---------- INFORMATION PROVIDED

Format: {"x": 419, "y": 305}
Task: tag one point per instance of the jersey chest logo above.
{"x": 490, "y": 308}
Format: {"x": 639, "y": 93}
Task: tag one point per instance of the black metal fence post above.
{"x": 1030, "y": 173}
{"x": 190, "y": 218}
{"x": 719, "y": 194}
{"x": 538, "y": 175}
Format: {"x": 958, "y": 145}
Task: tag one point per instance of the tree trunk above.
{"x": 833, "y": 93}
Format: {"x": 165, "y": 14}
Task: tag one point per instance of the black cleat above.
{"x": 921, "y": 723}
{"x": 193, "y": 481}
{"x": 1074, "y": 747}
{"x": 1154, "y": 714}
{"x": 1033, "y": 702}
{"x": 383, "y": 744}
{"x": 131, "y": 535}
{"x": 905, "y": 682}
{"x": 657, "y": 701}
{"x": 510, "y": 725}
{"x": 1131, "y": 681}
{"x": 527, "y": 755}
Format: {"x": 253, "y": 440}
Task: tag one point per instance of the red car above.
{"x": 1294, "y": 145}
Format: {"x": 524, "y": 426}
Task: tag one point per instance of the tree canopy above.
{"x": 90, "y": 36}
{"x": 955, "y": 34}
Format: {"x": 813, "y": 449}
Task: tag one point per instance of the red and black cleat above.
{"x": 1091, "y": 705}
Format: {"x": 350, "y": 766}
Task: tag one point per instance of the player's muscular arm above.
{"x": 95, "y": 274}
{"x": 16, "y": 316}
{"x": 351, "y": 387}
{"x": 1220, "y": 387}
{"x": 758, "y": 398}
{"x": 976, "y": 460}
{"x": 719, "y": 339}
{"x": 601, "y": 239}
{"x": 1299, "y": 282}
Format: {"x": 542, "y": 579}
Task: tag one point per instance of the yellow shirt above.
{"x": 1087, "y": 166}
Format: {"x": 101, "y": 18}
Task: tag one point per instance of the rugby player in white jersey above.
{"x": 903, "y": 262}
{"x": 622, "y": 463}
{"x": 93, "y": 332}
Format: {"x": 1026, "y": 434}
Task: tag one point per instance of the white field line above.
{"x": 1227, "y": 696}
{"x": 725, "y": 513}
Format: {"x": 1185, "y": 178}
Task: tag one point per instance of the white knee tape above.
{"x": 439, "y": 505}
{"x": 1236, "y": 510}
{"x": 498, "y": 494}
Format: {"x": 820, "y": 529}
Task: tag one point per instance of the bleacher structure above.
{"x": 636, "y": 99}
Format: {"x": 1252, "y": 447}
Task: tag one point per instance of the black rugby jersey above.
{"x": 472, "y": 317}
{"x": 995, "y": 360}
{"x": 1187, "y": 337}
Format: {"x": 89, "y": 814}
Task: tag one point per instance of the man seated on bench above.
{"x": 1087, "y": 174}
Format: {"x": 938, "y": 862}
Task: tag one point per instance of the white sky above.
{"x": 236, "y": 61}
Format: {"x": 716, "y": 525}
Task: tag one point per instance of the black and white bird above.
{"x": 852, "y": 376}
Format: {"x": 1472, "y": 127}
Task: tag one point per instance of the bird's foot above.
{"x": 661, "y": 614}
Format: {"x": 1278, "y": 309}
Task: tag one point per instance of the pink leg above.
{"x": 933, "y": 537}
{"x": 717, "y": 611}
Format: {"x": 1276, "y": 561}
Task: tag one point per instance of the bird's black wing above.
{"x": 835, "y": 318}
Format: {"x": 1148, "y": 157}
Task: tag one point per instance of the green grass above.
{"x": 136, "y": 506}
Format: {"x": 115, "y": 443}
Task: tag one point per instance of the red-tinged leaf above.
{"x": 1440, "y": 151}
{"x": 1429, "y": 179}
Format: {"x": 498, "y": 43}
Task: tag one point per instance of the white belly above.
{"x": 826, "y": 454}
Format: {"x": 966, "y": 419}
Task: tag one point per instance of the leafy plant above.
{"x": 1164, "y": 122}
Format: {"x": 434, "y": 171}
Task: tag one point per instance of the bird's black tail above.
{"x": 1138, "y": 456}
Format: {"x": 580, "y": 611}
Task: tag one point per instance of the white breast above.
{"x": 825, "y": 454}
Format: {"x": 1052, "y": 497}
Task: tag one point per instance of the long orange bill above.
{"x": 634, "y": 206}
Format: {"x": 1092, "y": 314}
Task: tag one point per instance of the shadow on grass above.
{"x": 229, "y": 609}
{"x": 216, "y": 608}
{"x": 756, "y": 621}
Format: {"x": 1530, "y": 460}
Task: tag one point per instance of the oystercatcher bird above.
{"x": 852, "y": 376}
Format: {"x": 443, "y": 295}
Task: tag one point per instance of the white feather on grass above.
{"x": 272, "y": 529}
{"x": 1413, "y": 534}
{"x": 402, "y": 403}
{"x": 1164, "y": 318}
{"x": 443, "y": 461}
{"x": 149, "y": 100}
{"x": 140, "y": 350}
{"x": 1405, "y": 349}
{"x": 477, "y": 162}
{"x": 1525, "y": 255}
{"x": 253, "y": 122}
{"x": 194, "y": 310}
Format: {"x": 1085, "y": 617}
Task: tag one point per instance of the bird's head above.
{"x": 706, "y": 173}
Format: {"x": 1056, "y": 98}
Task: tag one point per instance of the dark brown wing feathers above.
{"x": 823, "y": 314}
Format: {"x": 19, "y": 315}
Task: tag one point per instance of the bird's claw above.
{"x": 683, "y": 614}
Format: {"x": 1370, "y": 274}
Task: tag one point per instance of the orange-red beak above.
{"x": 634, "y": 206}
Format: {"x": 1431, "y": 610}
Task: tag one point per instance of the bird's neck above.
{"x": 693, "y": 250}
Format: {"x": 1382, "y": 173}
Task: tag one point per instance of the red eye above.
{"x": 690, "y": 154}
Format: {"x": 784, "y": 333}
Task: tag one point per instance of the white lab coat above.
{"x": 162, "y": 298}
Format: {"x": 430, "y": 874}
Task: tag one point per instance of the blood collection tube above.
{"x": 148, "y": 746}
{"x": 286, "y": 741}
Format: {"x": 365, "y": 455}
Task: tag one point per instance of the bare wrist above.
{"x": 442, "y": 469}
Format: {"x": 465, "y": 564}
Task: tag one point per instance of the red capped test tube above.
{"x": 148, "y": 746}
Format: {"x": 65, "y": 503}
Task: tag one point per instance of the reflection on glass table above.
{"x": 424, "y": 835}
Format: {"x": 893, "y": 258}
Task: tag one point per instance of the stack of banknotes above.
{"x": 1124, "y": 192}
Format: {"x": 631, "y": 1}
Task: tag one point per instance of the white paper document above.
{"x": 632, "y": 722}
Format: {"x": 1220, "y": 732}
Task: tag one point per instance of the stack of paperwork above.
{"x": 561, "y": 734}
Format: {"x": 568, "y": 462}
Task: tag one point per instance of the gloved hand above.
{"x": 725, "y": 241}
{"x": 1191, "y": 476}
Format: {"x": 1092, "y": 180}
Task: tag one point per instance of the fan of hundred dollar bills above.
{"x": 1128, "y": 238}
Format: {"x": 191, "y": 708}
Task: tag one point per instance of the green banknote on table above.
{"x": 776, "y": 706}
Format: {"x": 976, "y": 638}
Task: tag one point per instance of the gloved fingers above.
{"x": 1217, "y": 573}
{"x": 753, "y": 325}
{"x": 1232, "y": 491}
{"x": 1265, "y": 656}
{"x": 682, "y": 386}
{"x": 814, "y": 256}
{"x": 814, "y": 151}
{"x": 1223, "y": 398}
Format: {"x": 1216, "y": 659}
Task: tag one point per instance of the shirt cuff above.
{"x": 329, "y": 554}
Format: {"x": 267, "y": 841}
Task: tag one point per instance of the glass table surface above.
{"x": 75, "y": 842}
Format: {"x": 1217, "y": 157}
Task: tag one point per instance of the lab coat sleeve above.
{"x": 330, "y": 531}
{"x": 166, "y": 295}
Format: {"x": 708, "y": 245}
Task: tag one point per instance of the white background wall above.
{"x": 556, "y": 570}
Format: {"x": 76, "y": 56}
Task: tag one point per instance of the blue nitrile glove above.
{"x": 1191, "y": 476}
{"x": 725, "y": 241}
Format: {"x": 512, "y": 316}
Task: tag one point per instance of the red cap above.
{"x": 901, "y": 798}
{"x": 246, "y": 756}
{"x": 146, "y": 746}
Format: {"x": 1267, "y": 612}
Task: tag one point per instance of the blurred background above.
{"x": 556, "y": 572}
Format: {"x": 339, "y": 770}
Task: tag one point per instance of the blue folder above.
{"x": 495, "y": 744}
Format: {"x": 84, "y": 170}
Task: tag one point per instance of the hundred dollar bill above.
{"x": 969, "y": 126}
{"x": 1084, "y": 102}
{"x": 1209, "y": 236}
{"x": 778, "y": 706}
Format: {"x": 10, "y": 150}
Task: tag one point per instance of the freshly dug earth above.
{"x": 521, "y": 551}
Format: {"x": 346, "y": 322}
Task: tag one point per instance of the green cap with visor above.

--------------------

Count the lines in the items above that contain the string "player", and report only that count.

2